'''

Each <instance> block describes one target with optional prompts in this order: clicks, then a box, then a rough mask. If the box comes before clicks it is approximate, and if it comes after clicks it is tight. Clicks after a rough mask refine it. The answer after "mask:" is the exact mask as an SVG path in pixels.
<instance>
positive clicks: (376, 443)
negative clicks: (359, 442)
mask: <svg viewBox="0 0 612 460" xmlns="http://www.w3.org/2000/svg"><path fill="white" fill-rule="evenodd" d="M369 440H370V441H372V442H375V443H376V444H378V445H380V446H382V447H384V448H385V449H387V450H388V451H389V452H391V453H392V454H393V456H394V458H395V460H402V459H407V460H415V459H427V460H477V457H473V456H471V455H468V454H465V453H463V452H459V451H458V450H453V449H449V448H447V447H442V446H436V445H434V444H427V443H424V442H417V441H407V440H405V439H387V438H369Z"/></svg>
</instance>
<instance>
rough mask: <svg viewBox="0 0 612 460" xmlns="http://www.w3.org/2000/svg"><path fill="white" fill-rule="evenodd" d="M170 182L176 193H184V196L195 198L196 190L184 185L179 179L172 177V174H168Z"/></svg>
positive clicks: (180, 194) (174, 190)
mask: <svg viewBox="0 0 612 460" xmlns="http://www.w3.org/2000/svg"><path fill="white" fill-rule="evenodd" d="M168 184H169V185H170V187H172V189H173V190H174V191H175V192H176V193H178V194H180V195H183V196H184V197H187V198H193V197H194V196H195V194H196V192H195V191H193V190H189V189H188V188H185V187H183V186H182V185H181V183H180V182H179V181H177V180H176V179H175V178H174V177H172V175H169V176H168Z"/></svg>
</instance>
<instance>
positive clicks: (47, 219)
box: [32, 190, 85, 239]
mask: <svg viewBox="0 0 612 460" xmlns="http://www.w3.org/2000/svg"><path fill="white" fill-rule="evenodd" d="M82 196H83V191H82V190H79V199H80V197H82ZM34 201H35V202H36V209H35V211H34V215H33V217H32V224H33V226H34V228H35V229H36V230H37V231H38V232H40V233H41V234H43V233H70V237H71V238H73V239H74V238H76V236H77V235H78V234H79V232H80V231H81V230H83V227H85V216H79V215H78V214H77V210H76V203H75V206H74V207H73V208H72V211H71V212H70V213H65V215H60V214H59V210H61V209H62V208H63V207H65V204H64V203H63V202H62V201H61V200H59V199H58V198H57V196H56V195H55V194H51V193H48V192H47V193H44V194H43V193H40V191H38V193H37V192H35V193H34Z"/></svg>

'''

Could you repeat every record above exactly as it is written?

Each <instance> block describes one target with optional prompts in this order: clicks, then a box, then a rough mask. If the box comes before clicks it is approximate, and if it comes after clicks it is tight. Clicks after a rough mask refine it. The answer after "mask:" is the exact mask as an SVG path in pixels.
<instance>
positive clicks: (376, 443)
negative clicks: (359, 442)
mask: <svg viewBox="0 0 612 460" xmlns="http://www.w3.org/2000/svg"><path fill="white" fill-rule="evenodd" d="M369 440H370V441H372V442H375V443H376V444H378V445H380V446H382V447H384V448H385V449H387V450H388V451H389V452H391V453H392V454H393V456H394V458H395V460H402V459H407V460H415V459H427V460H477V457H473V456H471V455H468V454H465V453H463V452H459V451H458V450H453V449H449V448H447V447H442V446H436V445H434V444H427V443H424V442H417V441H407V440H405V439H387V438H369Z"/></svg>
</instance>
<instance>
rough mask: <svg viewBox="0 0 612 460" xmlns="http://www.w3.org/2000/svg"><path fill="white" fill-rule="evenodd" d="M170 182L176 193H184V196L195 198L196 190L184 185L179 179L172 177V174H168Z"/></svg>
positive clicks: (180, 194) (174, 190)
mask: <svg viewBox="0 0 612 460" xmlns="http://www.w3.org/2000/svg"><path fill="white" fill-rule="evenodd" d="M168 184H169V185H170V187H172V189H173V190H174V191H175V192H176V193H178V194H180V195H183V196H184V197H187V198H193V197H194V196H195V194H196V192H195V191H193V190H189V189H188V188H185V187H183V186H182V185H181V183H180V182H179V181H177V180H176V179H175V178H174V177H172V175H169V176H168Z"/></svg>
</instance>
<instance>
positive clicks: (47, 219)
box: [32, 190, 85, 239]
mask: <svg viewBox="0 0 612 460" xmlns="http://www.w3.org/2000/svg"><path fill="white" fill-rule="evenodd" d="M82 196H83V191H82V190H79V199H80V197H82ZM34 201H35V202H36V209H35V211H34V215H33V217H32V224H33V226H34V228H35V229H36V230H37V231H38V232H40V233H41V234H43V233H70V237H71V238H73V239H74V238H76V236H77V235H78V234H79V232H80V231H81V230H83V227H85V216H79V215H78V214H77V210H76V203H75V206H74V207H73V208H72V211H71V212H70V213H65V215H60V214H59V210H61V209H62V208H63V207H65V204H64V203H63V202H62V201H61V200H59V199H58V198H57V196H56V195H55V194H51V193H48V192H47V193H44V194H43V193H40V191H38V193H37V192H35V193H34Z"/></svg>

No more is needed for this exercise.